_Working data_

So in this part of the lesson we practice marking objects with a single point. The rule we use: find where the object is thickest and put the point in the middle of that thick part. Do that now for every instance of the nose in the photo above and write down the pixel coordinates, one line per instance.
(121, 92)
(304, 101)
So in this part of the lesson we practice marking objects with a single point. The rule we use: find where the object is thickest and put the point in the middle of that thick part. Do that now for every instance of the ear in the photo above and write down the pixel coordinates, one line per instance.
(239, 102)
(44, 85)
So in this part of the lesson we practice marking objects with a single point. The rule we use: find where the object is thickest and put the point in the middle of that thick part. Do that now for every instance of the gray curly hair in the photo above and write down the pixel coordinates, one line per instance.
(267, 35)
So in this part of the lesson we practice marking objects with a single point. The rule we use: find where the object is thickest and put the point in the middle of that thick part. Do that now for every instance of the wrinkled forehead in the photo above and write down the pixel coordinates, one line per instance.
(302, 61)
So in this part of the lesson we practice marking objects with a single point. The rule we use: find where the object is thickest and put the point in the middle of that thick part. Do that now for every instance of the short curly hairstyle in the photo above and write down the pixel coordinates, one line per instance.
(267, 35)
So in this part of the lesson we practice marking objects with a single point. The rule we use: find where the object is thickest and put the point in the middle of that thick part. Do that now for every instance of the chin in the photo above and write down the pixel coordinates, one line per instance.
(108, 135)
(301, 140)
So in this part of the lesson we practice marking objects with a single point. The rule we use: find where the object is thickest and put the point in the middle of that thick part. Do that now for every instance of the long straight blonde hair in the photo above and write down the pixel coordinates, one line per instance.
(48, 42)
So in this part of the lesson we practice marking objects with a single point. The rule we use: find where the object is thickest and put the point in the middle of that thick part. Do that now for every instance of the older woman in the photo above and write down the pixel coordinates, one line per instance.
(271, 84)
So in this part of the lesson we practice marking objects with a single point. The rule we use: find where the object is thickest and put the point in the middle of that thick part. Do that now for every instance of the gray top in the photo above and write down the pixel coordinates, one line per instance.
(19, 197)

_Given instruction_
Extract all of the data shown above without alteration.

_Solution to the exercise_
So in this part of the lesson we practice marking objects with a single point. The rule we use: find where the object is thickest and put the point in the middle of that thick part. Do that now for every instance of the nose in the photo above and write down the pixel coordinates, one line per instance.
(121, 92)
(304, 101)
So in this part of the lesson we practice marking objects with a single point. The rule we use: find where the object is thickest and put the point in the middle of that thick part. Do that now for every instance of the ear in the photo above and write down the pixel coordinates, one line per instance.
(239, 102)
(44, 85)
So in this part of the lesson we practice marking objects with a single point. The rule we use: find where the object is thickest and put the point in the middle of that thick part. Do that now for every instance of the gray curly hair in the photo above and write down the pixel coordinates, one line per instance.
(267, 35)
So in this part of the lesson we practice marking objects with a single point. The rule we use: find where the object is thickest and put the point in the middle of that thick part. Do that now for every instance of the wrinkled forehead in the photo above and write down the pixel coordinates, one line per instance.
(302, 61)
So in this part of the lesson we practice marking objects with a single point. The rule we use: find where the object is thickest and put the point in the middle of that thick part. Do that now for every instance of the short curly hairstyle in the photo above and write down the pixel coordinates, one line per instance.
(267, 35)
So in this part of the lesson we practice marking objects with a single point. The rule we use: find where the object is thickest and put the point in the middle of that thick part. Do that now for every instance of the chin in the photo above and write down the pixel coordinates, one line per instance.
(108, 135)
(301, 140)
So in this part of the lesson we practice marking objects with a single point. The rule we use: find where the object is thickest and put the point in the middle of that thick part. Do that now for every instance of the long straight blonde hair in the photo above and write down the pixel coordinates, one line per instance.
(48, 42)
So in this part of the lesson we practice marking objects with a single point. The rule we use: find where the object is thickest and put the point in the middle of that thick part. Do that now for every instance of the older woman in the photo above and write down the pixel coordinates, one line per instance.
(271, 84)
So in this part of the lesson we practice marking objects with a single point. The rule we use: find where the object is thickest and put the point in the middle of that thick part. Do that now for every instance of the gray top in the photo above and write down the pixel coordinates, one line per instance.
(19, 197)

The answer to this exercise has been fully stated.